** Work item **
A complete answer lists every line of the entries below where the string "woman" appears.

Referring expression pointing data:
»»

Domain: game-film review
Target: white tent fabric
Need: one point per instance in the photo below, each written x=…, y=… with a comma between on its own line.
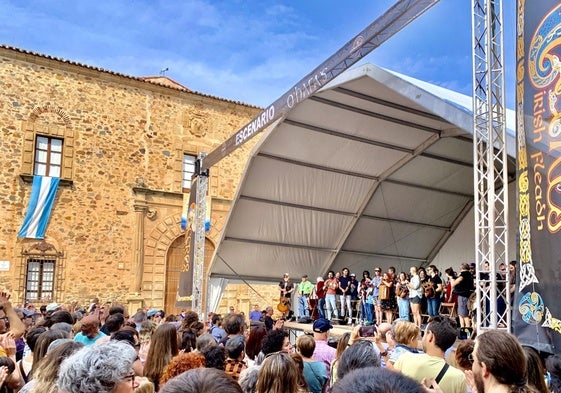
x=375, y=169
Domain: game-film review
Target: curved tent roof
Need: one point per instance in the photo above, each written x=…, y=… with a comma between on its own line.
x=375, y=169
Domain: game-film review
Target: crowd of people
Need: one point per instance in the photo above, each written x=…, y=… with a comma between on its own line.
x=104, y=349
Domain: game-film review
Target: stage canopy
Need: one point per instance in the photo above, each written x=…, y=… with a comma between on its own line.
x=375, y=169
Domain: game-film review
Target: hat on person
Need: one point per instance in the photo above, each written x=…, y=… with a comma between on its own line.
x=52, y=307
x=322, y=325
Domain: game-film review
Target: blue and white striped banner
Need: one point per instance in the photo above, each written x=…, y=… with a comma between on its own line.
x=43, y=193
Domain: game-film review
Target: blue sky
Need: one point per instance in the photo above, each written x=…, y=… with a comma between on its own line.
x=249, y=51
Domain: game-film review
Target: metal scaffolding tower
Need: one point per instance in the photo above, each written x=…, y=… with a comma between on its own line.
x=490, y=167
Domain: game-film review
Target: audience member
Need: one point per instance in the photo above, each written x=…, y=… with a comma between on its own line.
x=215, y=357
x=235, y=349
x=42, y=345
x=406, y=337
x=147, y=328
x=254, y=343
x=276, y=341
x=342, y=344
x=463, y=354
x=440, y=335
x=361, y=354
x=323, y=352
x=204, y=340
x=104, y=368
x=46, y=374
x=535, y=371
x=181, y=363
x=202, y=380
x=278, y=374
x=499, y=364
x=314, y=371
x=163, y=347
x=377, y=380
x=89, y=331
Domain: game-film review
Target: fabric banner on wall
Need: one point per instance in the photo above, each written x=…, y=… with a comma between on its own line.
x=41, y=201
x=536, y=306
x=185, y=288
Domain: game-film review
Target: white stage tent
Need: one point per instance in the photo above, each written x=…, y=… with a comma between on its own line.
x=375, y=169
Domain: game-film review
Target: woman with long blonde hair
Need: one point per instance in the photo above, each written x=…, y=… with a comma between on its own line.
x=163, y=347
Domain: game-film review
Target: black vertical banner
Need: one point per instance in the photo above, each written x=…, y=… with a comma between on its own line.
x=536, y=305
x=185, y=288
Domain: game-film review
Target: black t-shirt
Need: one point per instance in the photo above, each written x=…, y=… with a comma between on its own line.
x=287, y=286
x=436, y=280
x=344, y=283
x=465, y=287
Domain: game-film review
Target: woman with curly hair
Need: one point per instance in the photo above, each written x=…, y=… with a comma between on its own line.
x=276, y=341
x=279, y=374
x=145, y=334
x=103, y=368
x=46, y=374
x=254, y=344
x=182, y=363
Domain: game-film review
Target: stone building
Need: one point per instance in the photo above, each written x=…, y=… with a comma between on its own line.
x=123, y=147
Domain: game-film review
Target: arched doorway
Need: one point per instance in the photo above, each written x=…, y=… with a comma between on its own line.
x=174, y=261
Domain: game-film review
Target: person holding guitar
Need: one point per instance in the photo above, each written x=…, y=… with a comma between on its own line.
x=286, y=288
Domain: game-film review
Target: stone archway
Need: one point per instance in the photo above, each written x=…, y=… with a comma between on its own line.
x=163, y=256
x=174, y=263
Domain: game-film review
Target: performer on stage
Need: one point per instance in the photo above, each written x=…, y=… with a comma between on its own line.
x=305, y=289
x=286, y=288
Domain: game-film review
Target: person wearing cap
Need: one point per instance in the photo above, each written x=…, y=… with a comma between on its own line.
x=150, y=313
x=89, y=331
x=255, y=315
x=319, y=293
x=305, y=289
x=345, y=296
x=323, y=352
x=286, y=288
x=159, y=317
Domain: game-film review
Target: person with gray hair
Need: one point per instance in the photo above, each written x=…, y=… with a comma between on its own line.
x=360, y=354
x=235, y=348
x=201, y=380
x=103, y=368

««

** Written response **
Target: woman with long blonde hair
Target: woman with curly hair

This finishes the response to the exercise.